▶ **Texto citado**
A voz ao telefone chega de um longe brumoso. Como a própria imagem do general caolho, personagem sinistro da história de França.
“Sim, fomos nós que matamos Audin”. Mataram-no à faca, para fingir que foi degolado pelos árabes. É insinuação típica de uma guerra suja. Na Argélia, era costume a degola de inimigos e traidores.
O general francês costumava praticar “fugas” e “suicídios”, à frente de seus serviços de inteligência. Escondeu durante muito tempo as execuções de conhecidos militantes nacionalistas, como Larbi Ben Mehdi e Ali Boumendjel. Seus métodos foram reproduzidos, depois, por discípulos latino-americanos. Os assassinatos de Vladimir Herzog, Rubens Paiva e José Jobim são exemplos.
Matamos Audin, diz o general. Fui eu quem deu a ordem. Em tom jocoso, conclui: "É isso que você quer saber?"
Mas ninguém acredita muito no velho militar. Sua medalha da Legião de Honra lhe foi arrancada após muitos abusos cometidos ao abrigo da farda. A “pátria” francesa não precisa mais dele.

▶ **Material fornecido**
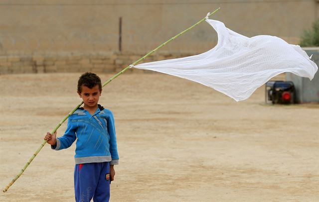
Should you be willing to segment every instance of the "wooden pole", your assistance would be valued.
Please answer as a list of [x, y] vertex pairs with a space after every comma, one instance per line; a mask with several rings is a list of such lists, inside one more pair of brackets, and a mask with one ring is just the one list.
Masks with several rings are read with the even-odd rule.
[[[217, 9], [216, 9], [214, 11], [213, 11], [212, 12], [210, 13], [209, 15], [208, 15], [207, 16], [209, 17], [211, 15], [215, 14], [215, 13], [217, 11], [218, 11], [220, 9], [220, 7], [217, 8]], [[102, 88], [104, 87], [105, 86], [106, 86], [107, 85], [109, 84], [111, 81], [112, 81], [115, 78], [116, 78], [119, 76], [121, 75], [121, 74], [122, 74], [123, 73], [125, 72], [127, 70], [128, 70], [130, 68], [132, 67], [132, 66], [134, 66], [134, 65], [137, 65], [140, 62], [141, 62], [142, 60], [144, 60], [145, 58], [146, 58], [147, 57], [148, 57], [150, 55], [151, 55], [151, 54], [153, 54], [154, 53], [155, 53], [155, 52], [156, 52], [158, 50], [159, 50], [159, 49], [160, 49], [162, 47], [164, 46], [164, 45], [165, 45], [167, 43], [169, 43], [170, 41], [171, 41], [175, 39], [175, 38], [176, 38], [178, 36], [180, 36], [181, 35], [183, 34], [185, 32], [186, 32], [189, 31], [189, 30], [191, 29], [194, 26], [195, 26], [197, 24], [199, 24], [200, 23], [202, 22], [203, 21], [205, 20], [205, 19], [206, 19], [206, 17], [203, 18], [203, 19], [202, 19], [201, 20], [199, 21], [198, 22], [197, 22], [196, 24], [193, 25], [192, 26], [190, 26], [189, 27], [188, 27], [186, 29], [185, 29], [184, 31], [182, 31], [181, 32], [179, 33], [178, 34], [176, 35], [176, 36], [174, 36], [173, 37], [171, 38], [170, 39], [169, 39], [169, 40], [168, 40], [165, 42], [164, 42], [162, 44], [160, 45], [160, 46], [159, 46], [159, 47], [158, 47], [156, 49], [153, 50], [152, 51], [150, 52], [149, 53], [148, 53], [146, 55], [145, 55], [144, 56], [142, 57], [142, 58], [140, 58], [139, 60], [138, 60], [136, 61], [135, 61], [132, 65], [130, 65], [127, 66], [126, 68], [124, 69], [122, 71], [121, 71], [121, 72], [119, 72], [118, 73], [117, 73], [117, 74], [114, 75], [113, 77], [112, 77], [111, 79], [109, 79], [108, 81], [105, 82], [102, 85]], [[81, 103], [80, 103], [79, 104], [78, 104], [75, 107], [74, 107], [74, 108], [72, 110], [72, 111], [71, 111], [63, 119], [62, 119], [61, 120], [61, 121], [60, 121], [60, 122], [56, 125], [56, 126], [55, 126], [55, 128], [51, 132], [51, 134], [54, 133], [54, 132], [55, 132], [55, 131], [58, 129], [58, 128], [59, 128], [59, 127], [60, 127], [60, 126], [62, 124], [62, 123], [63, 123], [63, 122], [64, 121], [65, 121], [66, 120], [66, 119], [68, 119], [69, 116], [70, 116], [71, 115], [72, 115], [74, 112], [74, 111], [75, 111], [75, 110], [78, 108], [79, 108], [83, 103], [83, 102], [82, 101]], [[43, 141], [43, 142], [41, 144], [41, 145], [38, 148], [38, 149], [35, 151], [35, 152], [34, 152], [33, 155], [31, 157], [30, 159], [29, 159], [28, 162], [26, 162], [26, 163], [25, 164], [24, 166], [21, 169], [21, 171], [20, 171], [20, 172], [14, 177], [14, 178], [13, 178], [12, 180], [12, 181], [6, 186], [5, 186], [4, 189], [3, 189], [2, 190], [2, 192], [6, 192], [7, 191], [8, 191], [8, 190], [9, 189], [10, 187], [11, 187], [11, 186], [12, 185], [13, 185], [13, 184], [14, 183], [14, 182], [15, 182], [16, 181], [16, 180], [17, 180], [18, 178], [19, 178], [20, 177], [20, 176], [21, 176], [21, 175], [22, 174], [22, 173], [23, 173], [23, 172], [24, 172], [25, 169], [26, 169], [26, 168], [27, 168], [27, 167], [29, 166], [29, 165], [30, 165], [30, 164], [31, 163], [32, 161], [36, 156], [37, 154], [40, 152], [40, 151], [41, 151], [42, 148], [44, 146], [44, 145], [45, 145], [45, 143], [46, 143], [47, 141], [47, 140], [45, 140], [44, 141]]]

▶ **Tarefas do exercício**
**a.** Liste todas as pessoas cuja morte é mencionada no texto citado.
**b.** Reproduza, sem qualquer alteração, o trecho do texto citado que vai de "O general francês" até "Jobim são exemplos.".

▶ **Conjunto de respostas**
**a.** Audin, Larbi Ben Mehdi, Ali Boumendjel, Vladimir Herzog, Rubens Paiva, José Jobim

**b.**
O general francês costumava praticar “fugas” e “suicídios”, à frente de seus serviços de inteligência. Escondeu durante muito tempo as execuções de conhecidos militantes nacionalistas, como Larbi Ben Mehdi e Ali Boumendjel. Seus métodos foram reproduzidos, depois, por discípulos latino-americanos. Os assassinatos de Vladimir Herzog, Rubens Paiva e José Jobim são exemplos.